--- OBJECTIVE ---
Write out the lines word for word, starting at the line that contains "Indicate the bird's leg" and ending at the last line.

--- MATERIAL SHOWN ---

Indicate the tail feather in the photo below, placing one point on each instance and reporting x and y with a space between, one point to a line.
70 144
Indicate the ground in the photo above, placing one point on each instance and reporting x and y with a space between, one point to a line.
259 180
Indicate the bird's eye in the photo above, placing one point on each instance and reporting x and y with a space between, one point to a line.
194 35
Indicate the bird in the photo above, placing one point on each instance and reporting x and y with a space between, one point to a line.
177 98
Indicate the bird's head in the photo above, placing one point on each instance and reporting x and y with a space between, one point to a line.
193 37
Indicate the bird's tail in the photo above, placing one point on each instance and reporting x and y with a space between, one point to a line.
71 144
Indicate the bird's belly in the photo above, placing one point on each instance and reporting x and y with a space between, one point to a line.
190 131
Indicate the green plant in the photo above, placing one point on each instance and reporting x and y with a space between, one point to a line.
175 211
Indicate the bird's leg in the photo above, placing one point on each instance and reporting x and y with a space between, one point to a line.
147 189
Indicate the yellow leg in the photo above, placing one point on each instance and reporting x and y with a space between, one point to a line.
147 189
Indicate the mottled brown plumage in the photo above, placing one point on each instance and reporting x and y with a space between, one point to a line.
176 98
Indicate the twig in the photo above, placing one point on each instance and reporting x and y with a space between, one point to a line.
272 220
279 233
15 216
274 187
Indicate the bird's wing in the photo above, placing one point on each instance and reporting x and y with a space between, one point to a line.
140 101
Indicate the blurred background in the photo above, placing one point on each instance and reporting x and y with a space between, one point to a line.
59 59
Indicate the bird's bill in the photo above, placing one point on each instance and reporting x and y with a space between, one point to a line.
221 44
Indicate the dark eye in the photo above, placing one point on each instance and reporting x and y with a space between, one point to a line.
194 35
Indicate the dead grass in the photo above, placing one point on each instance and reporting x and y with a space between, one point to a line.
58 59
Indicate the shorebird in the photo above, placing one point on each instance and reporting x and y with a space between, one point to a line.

--- TASK ANSWER ---
Indicate the bird's leg in the photo above, placing one point on each instance and reporting x and y with a space between, one point to a line.
147 189
Indicate the yellow leg in the photo above, placing one point on each instance and reporting x and y with a space between, one point to a line.
147 189
Indicate the mottled brown plumage in the photo above, placing one point on each instance and reporting x and y with a space between, one point to a line.
176 98
Indicate the twig in the photo above, placing one point on each instance and reporting x and y with a space between, one point to a line.
272 220
279 233
15 216
274 187
Indicate the bird's wing in the photo above, placing one point on each instance and reporting x and y with a space between, one point to a line.
140 101
Indicate the blurred background in the photo above, placing one point on each instance and reporting x and y with a space between, one point to a line.
59 59
Indicate the bird's bill in the photo above, placing one point on each instance and reporting x and y with a space between, one point to a line.
221 44
Indicate the dark eye in the photo above, placing one point on each instance and reporting x and y with a space between, one point to a line.
194 35
Indicate the dead grass in the photo above, placing one point on each instance and reporting x and y with a space between, one point to a line.
58 59
Indicate the shorebird in the photo above, placing one point on each instance and reporting x and y with a space between, one point to a line.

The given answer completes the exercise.